Task brief: Rewrite the data below, replacing "tightly encloses" with "fully contains" wherever it occurs and leaving everything else unchanged.

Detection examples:
----
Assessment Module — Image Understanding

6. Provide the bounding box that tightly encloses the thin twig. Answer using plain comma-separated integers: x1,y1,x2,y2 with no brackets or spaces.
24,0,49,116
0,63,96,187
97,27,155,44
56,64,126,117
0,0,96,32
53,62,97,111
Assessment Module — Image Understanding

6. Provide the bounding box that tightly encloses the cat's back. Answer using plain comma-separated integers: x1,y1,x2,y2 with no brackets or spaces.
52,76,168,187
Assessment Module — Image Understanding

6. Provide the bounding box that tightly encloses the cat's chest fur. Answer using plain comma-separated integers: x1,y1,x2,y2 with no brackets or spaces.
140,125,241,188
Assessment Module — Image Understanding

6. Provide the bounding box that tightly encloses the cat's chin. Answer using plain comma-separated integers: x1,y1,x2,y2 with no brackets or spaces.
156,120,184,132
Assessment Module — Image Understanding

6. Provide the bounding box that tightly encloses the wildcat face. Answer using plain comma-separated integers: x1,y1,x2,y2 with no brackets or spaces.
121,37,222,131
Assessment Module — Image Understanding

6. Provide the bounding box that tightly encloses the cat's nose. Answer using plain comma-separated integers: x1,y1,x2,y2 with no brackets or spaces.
----
Answer below:
Assessment Module — Image Understanding

6. Provide the bounding box that fully contains the thin twig. Answer using plain comma-separated integers: x1,y1,x2,y2 with no brackets or spaces.
24,0,49,116
0,63,96,187
97,27,155,44
56,64,126,117
0,0,96,32
53,62,97,111
Assessment Module — Image Understanding

6. Provide the bounding box that fully contains the cat's back. Answer using plain comma-separated integers: x1,y1,x2,y2 with no brackets or spaces.
52,76,168,187
Assessment Module — Image Understanding

6. Provide the bounding box that fully contains the cat's chest fur. Answer using plain comma-separated integers: x1,y1,x2,y2 with no brackets or spaces.
140,125,241,188
Assessment Module — Image Understanding

6. Provide the bounding box that fully contains the cat's chin. Answer using plain comma-separated integers: x1,y1,x2,y2 with no brackets or spaces.
156,120,184,132
Assessment Module — Image Understanding

6. Provide the bounding box that fully contains the wildcat face. Answer using plain comma-separated integers: x1,y1,x2,y2 with no brackets or spaces.
121,37,222,131
Assessment Module — Image Understanding

6. Provide the bounding box that fully contains the cat's nose. Answer using plain comma-separated integers: x1,y1,x2,y2 with no brackets or spaces.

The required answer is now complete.